* _THE TASK_:
Please recast all the items below as a two-column CSV with the columns "prompt" and "mask", one row per item. Put each item's text and its answer in their own quoted field, with line breaks changed to spaces.

Segment Start: DATA IN THIS EXERCISE

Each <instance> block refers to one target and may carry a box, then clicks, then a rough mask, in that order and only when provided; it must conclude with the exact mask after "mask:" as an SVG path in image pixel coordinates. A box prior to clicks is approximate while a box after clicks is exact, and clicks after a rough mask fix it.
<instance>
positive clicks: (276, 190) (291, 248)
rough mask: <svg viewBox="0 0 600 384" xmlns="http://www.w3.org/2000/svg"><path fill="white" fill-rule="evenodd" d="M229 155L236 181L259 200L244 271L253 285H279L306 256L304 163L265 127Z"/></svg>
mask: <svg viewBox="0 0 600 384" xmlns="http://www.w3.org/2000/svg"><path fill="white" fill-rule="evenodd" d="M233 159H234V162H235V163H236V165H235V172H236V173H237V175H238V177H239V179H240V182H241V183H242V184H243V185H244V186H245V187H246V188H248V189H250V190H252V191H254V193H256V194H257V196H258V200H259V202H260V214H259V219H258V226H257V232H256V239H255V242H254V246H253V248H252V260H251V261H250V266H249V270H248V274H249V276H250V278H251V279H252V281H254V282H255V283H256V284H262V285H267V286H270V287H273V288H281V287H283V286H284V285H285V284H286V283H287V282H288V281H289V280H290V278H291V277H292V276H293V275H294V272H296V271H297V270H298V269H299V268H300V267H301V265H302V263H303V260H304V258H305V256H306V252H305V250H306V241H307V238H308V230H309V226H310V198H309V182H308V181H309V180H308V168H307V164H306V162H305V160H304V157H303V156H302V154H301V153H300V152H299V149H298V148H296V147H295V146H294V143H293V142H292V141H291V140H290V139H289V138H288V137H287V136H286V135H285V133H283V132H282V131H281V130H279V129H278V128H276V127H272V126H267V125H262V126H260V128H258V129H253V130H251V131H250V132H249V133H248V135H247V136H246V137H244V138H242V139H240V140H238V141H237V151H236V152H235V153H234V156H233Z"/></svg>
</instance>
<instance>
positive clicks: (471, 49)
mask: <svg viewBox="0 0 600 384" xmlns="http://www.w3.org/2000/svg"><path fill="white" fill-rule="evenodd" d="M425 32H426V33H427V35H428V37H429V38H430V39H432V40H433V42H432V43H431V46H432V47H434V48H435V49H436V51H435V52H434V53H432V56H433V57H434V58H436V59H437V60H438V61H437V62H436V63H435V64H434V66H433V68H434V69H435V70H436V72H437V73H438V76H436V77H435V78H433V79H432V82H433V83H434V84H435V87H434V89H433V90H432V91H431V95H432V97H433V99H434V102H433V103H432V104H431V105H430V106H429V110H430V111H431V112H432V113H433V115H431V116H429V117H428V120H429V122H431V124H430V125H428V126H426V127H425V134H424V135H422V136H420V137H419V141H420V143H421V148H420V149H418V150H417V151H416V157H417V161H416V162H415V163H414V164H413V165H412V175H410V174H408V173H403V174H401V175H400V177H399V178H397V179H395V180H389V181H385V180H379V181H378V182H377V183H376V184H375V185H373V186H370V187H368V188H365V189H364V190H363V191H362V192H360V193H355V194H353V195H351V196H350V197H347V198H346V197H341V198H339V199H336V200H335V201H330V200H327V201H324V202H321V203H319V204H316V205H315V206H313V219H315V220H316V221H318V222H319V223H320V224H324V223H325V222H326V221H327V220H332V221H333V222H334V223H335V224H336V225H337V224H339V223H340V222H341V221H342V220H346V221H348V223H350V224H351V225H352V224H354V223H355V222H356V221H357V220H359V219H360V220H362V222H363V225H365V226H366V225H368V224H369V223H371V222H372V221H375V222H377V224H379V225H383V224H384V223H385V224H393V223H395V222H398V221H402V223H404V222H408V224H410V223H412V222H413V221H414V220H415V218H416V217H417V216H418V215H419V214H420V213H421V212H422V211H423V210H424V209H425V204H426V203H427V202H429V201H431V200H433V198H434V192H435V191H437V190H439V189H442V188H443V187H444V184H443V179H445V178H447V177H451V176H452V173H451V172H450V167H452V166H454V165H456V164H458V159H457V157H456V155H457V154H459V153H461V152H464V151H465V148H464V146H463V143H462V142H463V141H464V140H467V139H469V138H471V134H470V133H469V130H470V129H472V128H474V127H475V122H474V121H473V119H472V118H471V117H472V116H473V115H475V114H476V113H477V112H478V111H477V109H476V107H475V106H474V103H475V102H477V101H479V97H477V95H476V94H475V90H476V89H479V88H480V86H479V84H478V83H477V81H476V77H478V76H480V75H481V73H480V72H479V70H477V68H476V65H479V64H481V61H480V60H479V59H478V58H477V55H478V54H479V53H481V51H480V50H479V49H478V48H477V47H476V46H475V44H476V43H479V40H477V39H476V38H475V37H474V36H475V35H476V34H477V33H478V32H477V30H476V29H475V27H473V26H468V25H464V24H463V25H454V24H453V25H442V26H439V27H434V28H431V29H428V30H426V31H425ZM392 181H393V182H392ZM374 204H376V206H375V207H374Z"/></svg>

Segment End: DATA IN THIS EXERCISE

* _PROBLEM SOLUTION_:
prompt,mask
"Each <instance> block refers to one target and may carry a box, then clicks, then a rough mask, in that order and only when provided; it must conclude with the exact mask after ""mask:"" as an SVG path in image pixel coordinates. A box prior to clicks is approximate while a box after clicks is exact, and clicks after a rough mask fix it. <instance> positive clicks: (276, 190) (291, 248) rough mask: <svg viewBox=""0 0 600 384"" xmlns=""http://www.w3.org/2000/svg""><path fill=""white"" fill-rule=""evenodd"" d=""M229 155L236 181L259 200L244 271L253 285H279L306 256L304 163L265 127Z""/></svg>","mask: <svg viewBox=""0 0 600 384"" xmlns=""http://www.w3.org/2000/svg""><path fill=""white"" fill-rule=""evenodd"" d=""M233 159H234V162H235V163H236V165H235V172H236V173H237V175H238V177H239V179H240V182H241V183H242V184H243V185H244V186H245V187H246V188H248V189H250V190H252V191H254V193H256V194H257V196H258V200H259V202H260V214H259V219H258V226H257V232H256V239H255V242H254V246H253V248H252V260H251V261H250V266H249V270H248V274H249V276H250V278H251V279H252V281H254V282H255V283H256V284H262V285H267V286H270V287H273V288H281V287H283V286H284V285H285V284H286V283H287V282H288V281H289V280H290V278H291V277H292V276H293V275H294V272H296V271H297V270H298V269H299V268H300V267H301V265H302V263H303V260H304V258H305V256H306V252H305V250H306V241H307V238H308V230H309V226H310V198H309V182H308V181H309V180H308V168H307V164H306V162H305V160H304V157H303V156H302V154H301V153H300V152H299V149H298V148H296V147H295V146H294V143H293V142H292V141H291V140H290V139H289V138H288V137H287V136H286V135H285V133H283V132H282V131H281V130H279V129H278V128H276V127H272V126H267V125H262V126H260V128H258V129H253V130H251V131H250V132H249V133H248V135H247V136H246V137H244V138H242V139H240V140H238V141H237V151H236V152H235V153H234V156H233Z""/></svg>"
"</instance> <instance> positive clicks: (471, 49)","mask: <svg viewBox=""0 0 600 384"" xmlns=""http://www.w3.org/2000/svg""><path fill=""white"" fill-rule=""evenodd"" d=""M425 32H426V33H427V35H428V37H429V38H430V39H432V40H433V42H432V43H431V46H432V47H434V48H435V49H436V51H435V52H434V53H432V56H433V57H434V58H436V59H437V60H438V61H437V62H436V63H435V64H434V66H433V68H434V69H435V70H436V72H437V73H438V76H436V77H435V78H433V79H432V82H433V83H434V84H435V87H434V89H433V90H432V91H431V95H432V97H433V99H434V102H433V103H432V104H431V105H430V106H429V110H430V111H431V112H432V113H433V115H431V116H429V117H428V120H429V122H431V124H430V125H428V126H426V127H425V134H424V135H422V136H420V137H419V141H420V143H421V148H420V149H418V150H417V151H416V157H417V161H416V162H415V163H414V164H413V165H412V175H410V174H408V173H403V174H401V175H400V177H399V178H397V179H395V180H389V181H385V180H379V181H378V182H377V183H376V184H375V185H373V186H370V187H368V188H365V189H364V190H363V191H362V192H360V193H355V194H353V195H351V196H350V197H347V198H346V197H341V198H339V199H336V200H335V201H330V200H327V201H324V202H321V203H319V204H316V205H315V206H313V219H315V220H316V221H318V222H319V223H320V224H324V223H325V222H326V221H327V220H332V221H333V222H334V223H335V224H336V225H337V224H339V223H340V222H341V221H342V220H346V221H348V223H350V224H351V225H352V224H354V223H355V222H356V221H357V220H359V219H360V220H362V222H363V225H365V226H366V225H368V224H369V223H371V222H372V221H375V222H377V224H379V225H383V224H384V223H385V224H393V223H395V222H398V221H402V223H404V222H408V224H410V223H412V222H413V221H414V220H415V218H416V217H417V216H418V215H419V214H420V213H421V212H422V211H423V210H424V209H425V204H426V203H427V202H429V201H431V200H433V198H434V192H435V191H437V190H439V189H442V188H443V187H444V184H443V179H445V178H447V177H451V176H452V173H451V172H450V167H452V166H454V165H456V164H458V159H457V157H456V155H457V154H459V153H461V152H464V151H465V148H464V146H463V143H462V142H463V141H464V140H467V139H469V138H471V134H470V133H469V130H470V129H472V128H474V127H475V122H474V121H473V119H472V118H471V117H472V116H473V115H475V114H476V113H477V112H478V111H477V109H476V107H475V106H474V103H475V102H477V101H479V97H477V95H476V94H475V90H476V89H479V88H480V86H479V84H478V83H477V81H476V77H478V76H480V75H481V73H480V72H479V70H477V68H476V65H479V64H481V61H480V60H479V59H478V58H477V55H478V54H479V53H481V51H480V50H479V49H478V48H477V47H476V46H475V44H476V43H479V40H477V39H476V38H475V37H474V36H475V35H476V34H477V33H478V32H477V30H476V29H475V27H473V26H468V25H464V24H463V25H454V24H453V25H442V26H439V27H434V28H431V29H428V30H426V31H425ZM392 181H393V182H392ZM374 204H376V206H375V207H374Z""/></svg>"